--- WHAT YOU SHOULD DO ---
The entries below should be quoted exactly, with no pictures carried over.

--- RECORDS FOR THE EXERCISE ---
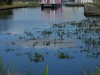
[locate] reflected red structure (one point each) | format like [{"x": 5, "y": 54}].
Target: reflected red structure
[{"x": 51, "y": 14}]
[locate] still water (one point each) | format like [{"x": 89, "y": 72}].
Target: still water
[{"x": 31, "y": 39}]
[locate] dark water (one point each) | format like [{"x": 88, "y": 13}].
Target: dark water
[{"x": 27, "y": 32}]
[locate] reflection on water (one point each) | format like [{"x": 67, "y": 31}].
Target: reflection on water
[
  {"x": 49, "y": 14},
  {"x": 33, "y": 38},
  {"x": 18, "y": 20}
]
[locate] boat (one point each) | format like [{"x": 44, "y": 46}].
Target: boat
[{"x": 51, "y": 3}]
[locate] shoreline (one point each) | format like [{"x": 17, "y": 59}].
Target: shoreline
[{"x": 15, "y": 6}]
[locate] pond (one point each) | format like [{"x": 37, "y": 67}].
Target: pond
[{"x": 64, "y": 40}]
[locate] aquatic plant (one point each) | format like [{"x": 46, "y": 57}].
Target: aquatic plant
[
  {"x": 89, "y": 72},
  {"x": 62, "y": 55},
  {"x": 38, "y": 57}
]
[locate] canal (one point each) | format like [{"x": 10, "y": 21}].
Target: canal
[{"x": 64, "y": 40}]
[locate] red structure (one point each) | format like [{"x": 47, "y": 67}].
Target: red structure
[{"x": 51, "y": 3}]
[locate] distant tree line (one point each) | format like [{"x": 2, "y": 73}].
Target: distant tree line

--- PROBLEM SOLUTION ---
[locate] reflected red structure (one point each) | format like [{"x": 5, "y": 54}].
Target: reflected red structure
[{"x": 51, "y": 14}]
[locate] still water (one point each) | format like [{"x": 89, "y": 72}].
Target: still water
[{"x": 31, "y": 39}]
[locate] dark water (one point each) | format like [{"x": 88, "y": 13}].
Target: dark water
[{"x": 27, "y": 32}]
[locate] reflection on water (one point each) | format like [{"x": 67, "y": 31}].
Target: reflection on water
[
  {"x": 49, "y": 14},
  {"x": 33, "y": 38},
  {"x": 18, "y": 20}
]
[locate] boat (one point each) | format like [{"x": 44, "y": 46}].
Target: boat
[{"x": 51, "y": 3}]
[locate] shoreline (one point each) | format like [{"x": 17, "y": 59}].
Target: shoreline
[{"x": 15, "y": 6}]
[locate] pond (one point each) | format like [{"x": 37, "y": 67}].
Target: pond
[{"x": 64, "y": 40}]
[locate] aquatic plant (one point each) | format like [{"x": 46, "y": 57}].
Target: aquatic plant
[
  {"x": 89, "y": 72},
  {"x": 62, "y": 55},
  {"x": 38, "y": 57}
]
[locate] canal (one point each) | format like [{"x": 10, "y": 21}].
Target: canal
[{"x": 64, "y": 40}]
[locate] red structure (one point each) | format like [{"x": 47, "y": 67}].
Target: red structure
[{"x": 51, "y": 3}]
[locate] distant tree line (one point each) | format like [{"x": 2, "y": 73}].
Target: distant tree line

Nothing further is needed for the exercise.